**Given records**.
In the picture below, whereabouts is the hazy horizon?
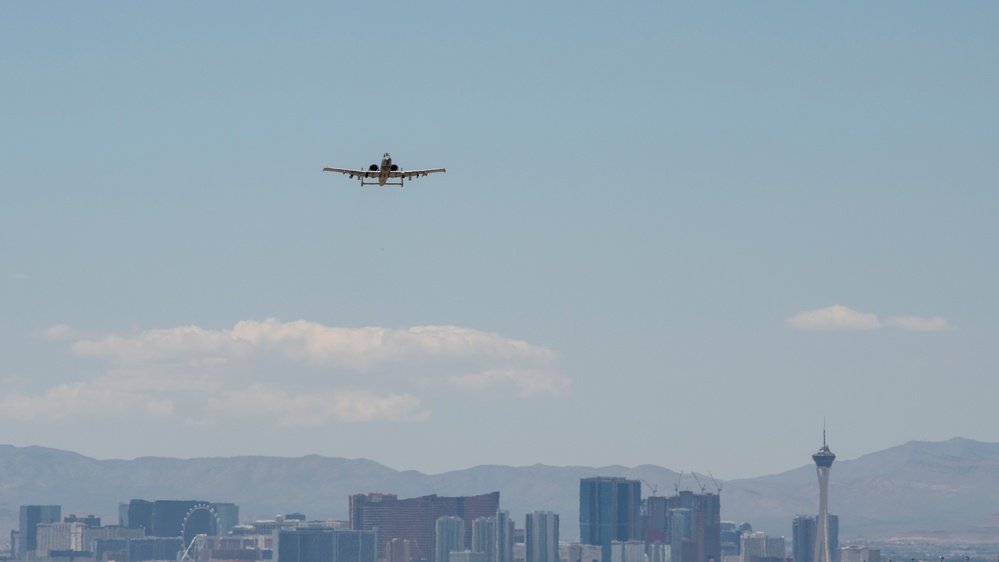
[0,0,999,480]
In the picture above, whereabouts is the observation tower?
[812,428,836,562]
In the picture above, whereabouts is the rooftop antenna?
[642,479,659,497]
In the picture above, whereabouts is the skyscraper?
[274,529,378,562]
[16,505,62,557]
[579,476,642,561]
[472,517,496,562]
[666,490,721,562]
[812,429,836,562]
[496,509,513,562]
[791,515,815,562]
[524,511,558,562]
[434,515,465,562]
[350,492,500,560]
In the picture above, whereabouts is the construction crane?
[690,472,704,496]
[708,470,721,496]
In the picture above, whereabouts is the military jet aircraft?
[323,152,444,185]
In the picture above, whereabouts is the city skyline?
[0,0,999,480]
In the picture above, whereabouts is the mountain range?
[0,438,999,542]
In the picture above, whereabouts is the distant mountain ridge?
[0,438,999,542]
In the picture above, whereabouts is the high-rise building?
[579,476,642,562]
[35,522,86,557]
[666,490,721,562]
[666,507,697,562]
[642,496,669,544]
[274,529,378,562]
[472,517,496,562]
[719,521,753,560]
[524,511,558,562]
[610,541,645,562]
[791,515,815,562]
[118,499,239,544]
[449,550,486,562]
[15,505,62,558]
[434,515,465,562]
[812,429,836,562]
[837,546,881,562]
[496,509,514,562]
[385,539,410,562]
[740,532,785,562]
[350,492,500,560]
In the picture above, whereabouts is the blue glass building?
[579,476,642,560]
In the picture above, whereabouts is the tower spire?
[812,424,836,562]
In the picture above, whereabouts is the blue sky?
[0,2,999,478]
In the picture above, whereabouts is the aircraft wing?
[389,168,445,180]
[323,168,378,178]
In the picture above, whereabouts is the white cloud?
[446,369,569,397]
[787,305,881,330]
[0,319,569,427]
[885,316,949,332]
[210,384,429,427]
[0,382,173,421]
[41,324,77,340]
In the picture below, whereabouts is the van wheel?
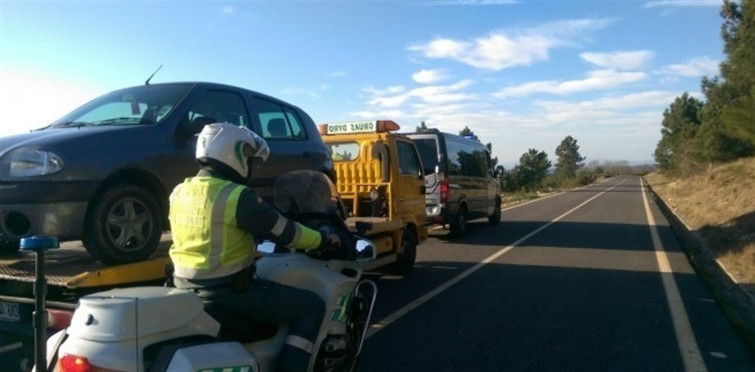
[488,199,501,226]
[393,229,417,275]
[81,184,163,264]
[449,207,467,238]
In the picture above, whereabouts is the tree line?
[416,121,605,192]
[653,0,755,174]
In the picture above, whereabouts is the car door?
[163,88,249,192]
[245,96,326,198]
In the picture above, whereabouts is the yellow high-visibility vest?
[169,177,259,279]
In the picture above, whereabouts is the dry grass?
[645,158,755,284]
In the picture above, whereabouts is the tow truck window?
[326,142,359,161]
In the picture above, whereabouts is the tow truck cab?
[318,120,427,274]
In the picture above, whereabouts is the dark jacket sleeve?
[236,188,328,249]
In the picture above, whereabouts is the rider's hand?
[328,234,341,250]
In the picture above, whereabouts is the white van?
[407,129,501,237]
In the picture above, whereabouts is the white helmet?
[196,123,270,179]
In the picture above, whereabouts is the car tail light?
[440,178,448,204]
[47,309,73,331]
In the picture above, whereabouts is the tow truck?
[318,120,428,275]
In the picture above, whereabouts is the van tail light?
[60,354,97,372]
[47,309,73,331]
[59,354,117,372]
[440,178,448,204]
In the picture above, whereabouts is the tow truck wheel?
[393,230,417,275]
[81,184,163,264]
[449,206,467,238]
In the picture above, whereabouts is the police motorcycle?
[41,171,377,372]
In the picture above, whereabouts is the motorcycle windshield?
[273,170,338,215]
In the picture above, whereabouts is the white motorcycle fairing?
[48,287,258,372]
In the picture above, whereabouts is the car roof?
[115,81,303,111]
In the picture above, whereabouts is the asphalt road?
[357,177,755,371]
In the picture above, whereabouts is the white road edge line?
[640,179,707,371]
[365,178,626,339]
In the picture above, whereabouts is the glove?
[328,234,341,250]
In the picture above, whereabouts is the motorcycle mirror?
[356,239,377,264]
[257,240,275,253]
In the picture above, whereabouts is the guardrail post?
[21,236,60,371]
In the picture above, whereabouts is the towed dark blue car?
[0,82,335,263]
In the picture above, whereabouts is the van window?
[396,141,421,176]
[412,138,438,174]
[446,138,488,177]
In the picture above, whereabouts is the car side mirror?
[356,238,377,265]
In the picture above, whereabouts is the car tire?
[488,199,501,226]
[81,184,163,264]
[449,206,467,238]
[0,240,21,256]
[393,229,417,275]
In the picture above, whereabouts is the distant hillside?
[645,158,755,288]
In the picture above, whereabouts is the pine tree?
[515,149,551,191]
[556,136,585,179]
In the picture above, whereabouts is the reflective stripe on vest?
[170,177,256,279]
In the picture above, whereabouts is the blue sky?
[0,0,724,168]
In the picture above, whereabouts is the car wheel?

**What to produce**.
Rewrite the entries above with "whereabouts" swapped for "where" throughout, changing nothing else and leaving out the pictures.

**Solution**.
In the picture below, where is the hazy horizon?
[0,0,999,480]
In the picture above, where is the observation tower?
[812,428,836,562]
In the picture above, where is the rooftop antenna?
[642,479,659,497]
In the picture above, where is the skyscraper?
[274,529,378,562]
[16,505,62,557]
[579,476,642,561]
[472,517,496,562]
[666,490,721,562]
[812,429,836,562]
[496,509,513,562]
[791,515,815,562]
[524,511,558,562]
[434,515,465,562]
[350,492,500,560]
In the picture above, where is the construction crane?
[690,472,704,496]
[708,470,721,496]
In the picture above, where is the military jet aircraft?
[323,152,444,185]
In the picture above, where is the city skyline?
[0,0,999,480]
In the picture above, where is the mountain range?
[0,438,999,542]
In the picture above, where is the distant mountain ridge?
[0,438,999,542]
In the picture above, where is the high-rise building?
[579,476,642,562]
[35,522,86,557]
[666,490,721,562]
[666,507,697,562]
[642,496,669,544]
[274,529,378,562]
[472,517,496,562]
[719,521,753,560]
[524,511,558,562]
[610,541,645,562]
[791,515,815,562]
[118,499,239,544]
[449,550,486,562]
[15,505,62,558]
[434,515,465,562]
[812,429,836,562]
[837,546,881,562]
[496,509,514,562]
[385,539,410,562]
[740,532,785,562]
[350,492,500,560]
In the picture above, where is the blue glass building?
[579,476,642,560]
In the picture above, where is the tower spire?
[812,424,836,562]
In the picture above, where is the blue sky?
[0,2,999,478]
In the picture above, where is the aircraft wing?
[389,168,445,180]
[323,168,378,178]
In the picture above, where is the white cloud?
[446,369,569,397]
[787,305,881,330]
[0,319,569,427]
[885,316,949,332]
[210,384,429,427]
[0,382,173,421]
[41,324,77,340]
In the picture below, where is the van wheel?
[488,199,501,226]
[393,229,417,275]
[81,184,163,264]
[449,207,467,238]
In the picture above, where is the tree line?
[416,121,605,192]
[653,0,755,174]
In the picture above, where is the car door?
[163,88,249,192]
[245,96,326,198]
In the picture above, where is the yellow high-visibility vest?
[169,177,259,279]
In the picture above, where is the dry grass?
[645,158,755,284]
In the picture above, where is the tow truck window?
[326,142,359,161]
In the picture above, where is the tow truck cab?
[318,120,427,274]
In the picture above, where is the dark jacket sleeve?
[236,188,328,249]
In the picture above, where is the rider's hand?
[328,234,341,250]
In the picture above, where is the white van?
[407,129,501,237]
In the picture above, where is the white helmet?
[196,123,270,179]
In the picture above, where is the car tail light?
[440,178,448,204]
[47,309,73,331]
In the picture above, where is the tow truck?
[318,120,428,275]
In the picture above, where is the van tail light?
[60,354,97,372]
[47,309,73,331]
[59,354,117,372]
[440,178,448,204]
In the picture above, where is the tow truck wheel?
[393,230,417,275]
[81,184,163,264]
[449,206,467,238]
In the picture above, where is the police motorcycle?
[41,171,377,372]
In the picture above, where is the motorcycle windshield?
[273,170,338,215]
In the picture above, where is the white motorcycle fairing?
[48,287,258,372]
In the picture above, where is the car roof?
[115,81,303,111]
In the picture above, where is the asphalt road?
[357,177,755,371]
In the picture above, where is the white road edge line?
[640,179,707,371]
[365,178,626,339]
In the picture above, where is the glove?
[328,234,341,250]
In the picture above, where is the motorcycle mirror?
[356,239,377,264]
[257,240,275,253]
In the picture above, where is the guardrail post?
[21,236,60,371]
In the picture above, where is the towed dark blue car?
[0,82,335,263]
In the picture above, where is the van window?
[396,141,421,176]
[412,138,438,174]
[446,138,488,177]
In the picture above, where is the car side mirror?
[356,238,377,265]
In the picture above, where is the car tire?
[488,199,501,226]
[81,184,163,264]
[449,206,467,238]
[0,240,21,256]
[393,229,417,275]
In the picture above, where is the distant hillside?
[645,158,755,288]
In the picture above, where is the pine tree?
[515,149,551,191]
[556,136,585,179]
In the picture above, where is the reflective stripe on vest?
[170,177,256,279]
In the picture above, where is the blue sky?
[0,0,724,168]
In the picture above, where is the car wheel?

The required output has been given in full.